• **AIM A**
Count the lines in the records below that contain the string "blue". Reply with the number only.
* * * * * * *
Friday, November 22, 2013

The Tyranny of Strategy

The Magazine - December 2013


by Tim Sullivan
Satan was rhetorically gifted enough to persuade a third of the angels to turn against God. He was charismatic enough to raise his troops’ morale in the face of their first defeat. He was sage enough to persuade his captains to continue the fight using his plan. He was cunning enough to trick the ever-vigilant guardians of Heaven, sneak into the Garden of Eden, and corrupt humanity. And he is, throughout John Milton’s Paradise Lost, by far the most interesting character, a vivid contrast to the pedantic, boring God the Father.
But Satan didn’t think things through. He neglected to develop a framework for understanding the world that would help guide him and his followers, and he conveniently forgot that he was, after all, fighting the Almighty. When he began his rebellion, he was already doomed.
What Satan lacked was a strategy. Maybe he should have called McKinsey.
Satan-as-failed-strategist is not my idea. It belongs to Lawrence Freedman, a professor of war studies at King’s College, London, and the author of a new doorstop of a book, Strategy: A History. Its publication provides us with an opportunity to step back and think about how the idea and practice of strategy have affected—and increasingly infiltrated—our lives.
MBA programs have been teaching strategy to future executives since Harvard’s Graduate School of Business Administration opened its doors, in 1908. The 1960s saw the rise of consultants who sell us their strategic services, and they’ve proliferated in the years since. We’re awash in books on the topic, too: Amazon lists 672 hardcover business titles with the keyword “strategy” published this year, up from 637 in 2012, 446 in 2003, 250 in 1993, and 55 in 1983.
* * * * * * *
• **AIM B**
In the piece on the tyranny of strategy, in what year did Harvard's Graduate School of Business Administration open?
* * * * * * *
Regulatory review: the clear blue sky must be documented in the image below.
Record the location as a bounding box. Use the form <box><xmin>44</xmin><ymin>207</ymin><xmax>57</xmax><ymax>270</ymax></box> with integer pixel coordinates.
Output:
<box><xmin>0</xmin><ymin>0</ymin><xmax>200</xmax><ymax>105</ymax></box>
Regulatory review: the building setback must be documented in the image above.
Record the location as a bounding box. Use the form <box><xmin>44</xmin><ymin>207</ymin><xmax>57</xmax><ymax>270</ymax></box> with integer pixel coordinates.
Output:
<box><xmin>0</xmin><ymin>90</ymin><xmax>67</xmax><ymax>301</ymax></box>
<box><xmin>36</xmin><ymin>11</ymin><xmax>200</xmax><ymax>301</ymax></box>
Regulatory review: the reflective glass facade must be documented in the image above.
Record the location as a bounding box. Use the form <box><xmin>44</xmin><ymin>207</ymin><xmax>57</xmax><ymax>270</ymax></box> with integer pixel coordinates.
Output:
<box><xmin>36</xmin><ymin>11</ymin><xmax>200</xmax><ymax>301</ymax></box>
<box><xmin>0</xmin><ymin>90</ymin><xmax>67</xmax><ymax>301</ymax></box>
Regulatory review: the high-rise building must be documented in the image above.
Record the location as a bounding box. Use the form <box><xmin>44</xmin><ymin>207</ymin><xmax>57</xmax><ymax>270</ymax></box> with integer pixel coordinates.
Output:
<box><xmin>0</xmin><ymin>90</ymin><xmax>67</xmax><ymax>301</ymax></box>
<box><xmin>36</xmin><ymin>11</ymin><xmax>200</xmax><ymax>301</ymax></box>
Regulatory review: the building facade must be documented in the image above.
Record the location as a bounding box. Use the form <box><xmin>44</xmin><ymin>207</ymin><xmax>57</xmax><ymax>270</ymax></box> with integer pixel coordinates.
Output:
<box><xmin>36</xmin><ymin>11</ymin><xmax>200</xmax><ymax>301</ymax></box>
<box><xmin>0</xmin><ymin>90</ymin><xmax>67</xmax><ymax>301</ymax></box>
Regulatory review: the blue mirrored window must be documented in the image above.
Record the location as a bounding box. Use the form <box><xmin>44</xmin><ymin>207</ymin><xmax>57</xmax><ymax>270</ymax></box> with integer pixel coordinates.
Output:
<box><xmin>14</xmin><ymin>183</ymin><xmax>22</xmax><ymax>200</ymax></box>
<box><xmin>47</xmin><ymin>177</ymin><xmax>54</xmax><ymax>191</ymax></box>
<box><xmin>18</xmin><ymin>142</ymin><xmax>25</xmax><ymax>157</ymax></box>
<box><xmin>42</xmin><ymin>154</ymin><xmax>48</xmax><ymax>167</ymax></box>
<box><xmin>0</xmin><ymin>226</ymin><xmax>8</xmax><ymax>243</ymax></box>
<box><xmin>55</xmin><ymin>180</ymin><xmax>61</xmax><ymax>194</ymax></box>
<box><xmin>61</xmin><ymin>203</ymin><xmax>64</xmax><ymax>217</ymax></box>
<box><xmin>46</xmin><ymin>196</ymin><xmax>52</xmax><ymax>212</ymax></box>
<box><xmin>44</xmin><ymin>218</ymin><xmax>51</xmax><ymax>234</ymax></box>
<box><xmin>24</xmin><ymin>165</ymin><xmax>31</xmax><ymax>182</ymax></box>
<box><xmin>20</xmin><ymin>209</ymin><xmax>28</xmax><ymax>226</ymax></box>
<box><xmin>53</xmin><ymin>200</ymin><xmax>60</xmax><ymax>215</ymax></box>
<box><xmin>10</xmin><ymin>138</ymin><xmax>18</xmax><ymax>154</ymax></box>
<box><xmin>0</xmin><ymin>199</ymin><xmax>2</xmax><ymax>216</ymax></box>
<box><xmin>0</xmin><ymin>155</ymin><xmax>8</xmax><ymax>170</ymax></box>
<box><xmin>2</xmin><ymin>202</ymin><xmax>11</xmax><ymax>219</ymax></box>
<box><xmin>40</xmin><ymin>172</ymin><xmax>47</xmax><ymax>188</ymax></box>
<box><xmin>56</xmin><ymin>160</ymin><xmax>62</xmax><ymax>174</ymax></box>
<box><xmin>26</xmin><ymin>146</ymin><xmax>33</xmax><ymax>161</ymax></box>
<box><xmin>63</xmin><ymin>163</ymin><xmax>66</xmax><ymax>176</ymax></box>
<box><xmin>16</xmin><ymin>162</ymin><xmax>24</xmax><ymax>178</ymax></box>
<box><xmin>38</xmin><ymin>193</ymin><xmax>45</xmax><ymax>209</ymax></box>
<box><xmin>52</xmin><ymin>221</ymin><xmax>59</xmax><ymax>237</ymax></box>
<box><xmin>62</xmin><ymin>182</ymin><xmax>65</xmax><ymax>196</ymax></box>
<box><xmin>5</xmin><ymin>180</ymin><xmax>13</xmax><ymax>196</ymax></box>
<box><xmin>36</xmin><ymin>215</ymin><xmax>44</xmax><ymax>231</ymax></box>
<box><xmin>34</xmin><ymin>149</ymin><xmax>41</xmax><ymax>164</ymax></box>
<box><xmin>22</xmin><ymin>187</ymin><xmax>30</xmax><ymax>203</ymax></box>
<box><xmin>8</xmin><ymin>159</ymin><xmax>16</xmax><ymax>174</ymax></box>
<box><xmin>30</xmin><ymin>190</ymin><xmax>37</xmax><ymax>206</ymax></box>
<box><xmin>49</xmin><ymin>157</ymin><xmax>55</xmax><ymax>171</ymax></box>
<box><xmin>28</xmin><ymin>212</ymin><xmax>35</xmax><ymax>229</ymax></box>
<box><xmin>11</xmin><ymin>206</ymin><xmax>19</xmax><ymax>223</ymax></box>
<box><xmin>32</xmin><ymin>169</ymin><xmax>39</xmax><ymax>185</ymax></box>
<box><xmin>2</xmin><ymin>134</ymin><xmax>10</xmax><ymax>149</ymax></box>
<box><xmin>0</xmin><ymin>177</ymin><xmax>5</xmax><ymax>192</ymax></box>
* * * * * * *
• **ANSWER A**
2

• **ANSWER B**
1908